• Document section
* * *
At MPE 2026, Sanket Barmma, part of the e-payments division of Würth Group, shared his insights on digital transformation and the future of payments from the perspective of a massive B2B enterprise. For context, Würth is a family-owned leader in fasteners and assembly materials, operating on an international scale with over 400 legal entities, approximately 80,000 employees, and 20 billion euros in revenue.
Since Würth’s customers are businesses of all sizes who undergo robust credit checks, traditional fraud is not a major concern but instead, the company’s focus is on achieving unified commerce. Würth aims to push sales toward digital channels for better margins and productivity, but they must maintain the personal touch provided by their traditional sales reps who currently make up half their workforce. Unified commerce means a customer should see the exact same product availability and information whether they are speaking to a sales rep, using the online shop, the app, or customer service.
To be future-ready, Barmma stressed the “underappreciated” power of metadata and data as in their specialized field, customers know exactly what they need, they are not browsing for a “pretty blue nut”. For example, the use case of a hexagonal nut depends on specific metadata like material grade, compliance standard, and plating (e.g., stainless steel for marine use versus zinc-plated for timber). Barmma argued that having these precise data points is essential for human customers and, critically, for the new generation of search agents to find the right products.
* * *
• Data supplied
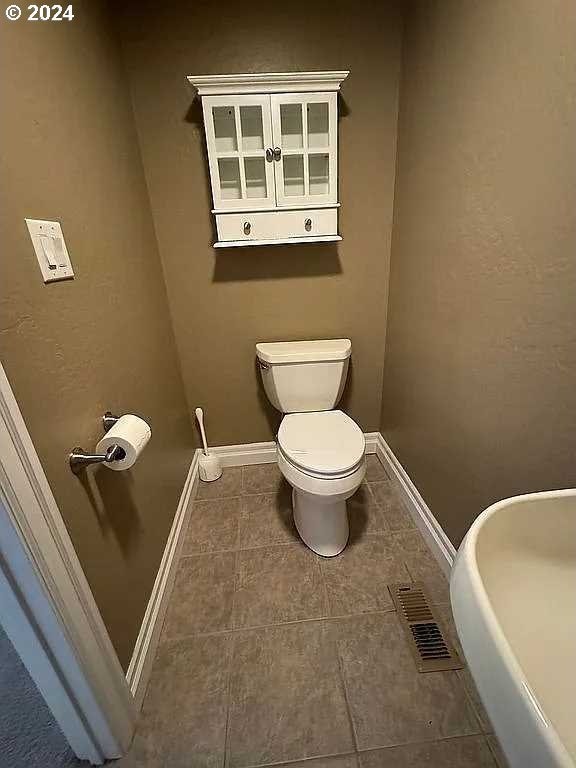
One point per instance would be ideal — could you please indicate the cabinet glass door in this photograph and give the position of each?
(304, 128)
(238, 133)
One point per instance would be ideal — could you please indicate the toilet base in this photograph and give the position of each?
(321, 522)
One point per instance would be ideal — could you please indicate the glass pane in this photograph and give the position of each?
(252, 131)
(318, 167)
(224, 129)
(318, 125)
(293, 175)
(229, 172)
(291, 126)
(255, 172)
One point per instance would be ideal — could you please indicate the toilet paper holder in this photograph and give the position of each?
(79, 459)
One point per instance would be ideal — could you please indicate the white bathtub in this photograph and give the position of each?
(513, 594)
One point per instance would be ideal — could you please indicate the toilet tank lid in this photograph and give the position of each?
(304, 351)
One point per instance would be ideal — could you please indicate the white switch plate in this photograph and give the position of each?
(50, 248)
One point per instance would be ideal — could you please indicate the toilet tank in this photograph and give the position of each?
(302, 376)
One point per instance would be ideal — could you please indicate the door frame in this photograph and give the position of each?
(48, 610)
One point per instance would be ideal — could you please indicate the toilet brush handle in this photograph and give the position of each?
(200, 417)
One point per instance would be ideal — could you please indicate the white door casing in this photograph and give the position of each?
(49, 612)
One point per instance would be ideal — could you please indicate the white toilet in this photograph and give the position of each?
(320, 450)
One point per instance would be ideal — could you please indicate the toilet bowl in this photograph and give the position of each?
(320, 450)
(321, 455)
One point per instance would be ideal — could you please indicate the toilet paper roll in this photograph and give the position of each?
(132, 434)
* * *
• What you need to do
1 > According to the account of Sanket Barmma's MPE 2026 talk, what share of Würth's workforce do traditional sales reps currently make up?
2 > Extend the account of Sanket Barmma's MPE 2026 talk, beginning immediately after its final sentence.

• Answers
1 > Half of Würth's workforce.

2 >
This push for unified commerce necessitates frictionless payments, with checkouts and payment methods being consistent across all platforms while confirming that Würth is adopting BNPL to meet customer demand, but he noted challenges with the model. Specifically, he pointed out issues around who owns the money, as transferring collection liability to a BNPL provider risks losing “customer connect”. He also highlighted the growing trend of B2B marketplaces in Europe, following the lead of emerging markets in LATAM and Asia
On the topic of agentic commerce, Würth adopted a “realistic expectation” rather than a pessimistic one. While excited by the rapid evolution demonstrated by companies like Shopify, OpenAI, and Stripe, his main reservation is that LLMs are probabilistic, not deterministic. He explained that in a complex financial transaction chain, involving inventory, discounts, payment orchestration, and more, where each step relies on a probabilistic LLM, the compounding chances of error increase significantly. In the world of banking and payments, these errors are costly and problematic and Würth believes that challenges like this, and identity fraud related to agents, need to be solved collaboratively by the payments experts, identity providers, and merchants gathered at MPE 2026.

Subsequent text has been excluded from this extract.